# Image classification distributed training

**Requirements** - In order to benefit from this tutorial, you will need:
- A basic understanding of Machine Learning
- An Azure account with an active subscription. [Create an account for free](https://azure.microsoft.com/free/?WT.mc_id=A261C142F)
- An Azure ML workspace. [Check this notebook for creating a workspace](/sdk/resources/workspace/workspace.ipynb) 
- A Compute Cluster. [Check this notebook to create a compute cluster](/sdk/resources/compute/compute.ipynb)
- A python environment
- Installed Azure Machine Learning Python SDK v2 - [install instructions](/sdk/README.md#getting-started)

**Learning Objectives** - By the end of this tutorial, you should be able to:
- Connect to your AML workspace from the Python SDK
- Create `Pipeline` with components

**Motivations** -This is a sample to demonstrate distributed training in azure machine learning. In this pipeline, we use components to do image preprocessing on cpu nodes, and a mpi custom component on distributed gpu nodes.

# 1. Connect to Azure Machine Learning Workspace

The [workspace](https://docs.microsoft.com/en-us/azure/machine-learning/concept-workspace) is the top-level resource for Azure Machine Learning, providing a centralized place to work with all the artifacts you create when you use Azure Machine Learning. In this section we will connect to the workspace in which the job will be run.

## 1.1. Import the required libraries

In [None]:
#import required libraries
from azure.ml import MLClient, dsl
from azure.ml.entities import load_component

## 1.2. Configure credential

We are using `DefaultAzureCredential` to get access to workspace. When an access token is needed, it requests one using multiple identities(`EnvironmentCredential, ManagedIdentityCredential, SharedTokenCacheCredential, VisualStudioCodeCredential, AzureCliCredential, AzurePowerShellCredential`) in turn, stopping when one provides a token.
Reference [here](https://docs.microsoft.com/en-us/python/api/azure-identity/azure.identity.defaultazurecredential?view=azure-python) for more information.

`DefaultAzureCredential` should be capable of handling most Azure SDK authentication scenarios. 
Reference [here](https://docs.microsoft.com/en-us/python/api/azure-identity/azure.identity?view=azure-python) for all available credentials if it does not work for you.  

In [None]:
from azure.identity import DefaultAzureCredential

try:
    credential = DefaultAzureCredential()
    # Check if given credential can get token successfully.
    credential.get_token('https://management.azure.com/.default')
except Exception as ex:
    # If exception happens when retrieve token, try exclude the failed credential like this then try again:
    # Exclude VSCode credential:
    # credential = DefaultAzureCredential(exclude_visual_studio_code_credential=True)
    raise Exception("Failed to retrieve a token from the included credentials due to the following exception, try to add `exclude_xxx_credential=True` to `DefaultAzureCredential` and try again.") from ex

## 1.3. Configure workspace details and get a handle to the workspace

To connect to a workspace, we need identifier parameters - a subscription, resource group and workspace name. We will use these details in the `MLClient` from `azure.ml` to get a handle to the required Azure Machine Learning workspace.

In [None]:
try:
    ml_client = MLClient.from_config(credential=credential)

§ **RECORDS PROVIDED**:
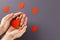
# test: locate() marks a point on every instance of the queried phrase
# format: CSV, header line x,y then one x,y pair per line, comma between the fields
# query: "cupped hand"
x,y
13,33
5,22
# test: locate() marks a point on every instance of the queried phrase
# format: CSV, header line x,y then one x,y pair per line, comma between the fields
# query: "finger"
x,y
9,16
21,16
25,21
22,20
10,29
20,28
20,33
6,16
14,32
19,13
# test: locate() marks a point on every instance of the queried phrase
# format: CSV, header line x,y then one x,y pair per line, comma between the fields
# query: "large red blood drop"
x,y
15,23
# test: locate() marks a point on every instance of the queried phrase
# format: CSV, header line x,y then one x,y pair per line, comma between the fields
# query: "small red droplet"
x,y
21,5
34,28
15,23
35,10
6,9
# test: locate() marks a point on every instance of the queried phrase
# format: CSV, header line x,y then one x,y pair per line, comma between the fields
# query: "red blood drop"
x,y
35,10
6,9
21,5
15,23
34,28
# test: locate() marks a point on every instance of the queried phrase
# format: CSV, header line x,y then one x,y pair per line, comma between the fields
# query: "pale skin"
x,y
13,33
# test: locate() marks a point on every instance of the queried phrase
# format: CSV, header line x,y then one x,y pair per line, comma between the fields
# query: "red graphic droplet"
x,y
21,5
35,10
6,9
15,23
34,28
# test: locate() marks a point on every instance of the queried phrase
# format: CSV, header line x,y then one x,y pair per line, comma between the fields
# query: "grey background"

§ **YOUR TASKS**:
**A.** List the identities that the distributed training tutorial says `DefaultAzureCredential` tries in turn when it requests an access token.
**B.** From the distributed training tutorial, extract the stretch from "credential.get_token('https://management.azure.com/.default')" through "ml_client = MLClient.from_config(credential=credential)".
Rely on the distributed training tutorial alone; the data plays no part.

§ **WORKED SOLUTIONS**:
**A.**
- EnvironmentCredential
- ManagedIdentityCredential
- SharedTokenCacheCredential
- VisualStudioCodeCredential
- AzureCliCredential
- AzurePowerShellCredential

**B.**
credential.get_token('https://management.azure.com/.default')
except Exception as ex:
    # If exception happens when retrieve token, try exclude the failed credential like this then try again:
    # Exclude VSCode credential:
    # credential = DefaultAzureCredential(exclude_visual_studio_code_credential=True)
    raise Exception("Failed to retrieve a token from the included credentials due to the following exception, try to add `exclude_xxx_credential=True` to `DefaultAzureCredential` and try again.") from ex

## 1.3. Configure workspace details and get a handle to the workspace

To connect to a workspace, we need identifier parameters - a subscription, resource group and workspace name. We will use these details in the `MLClient` from `azure.ml` to get a handle to the required Azure Machine Learning workspace.

In [None]:
try:
    ml_client = MLClient.from_config(credential=credential)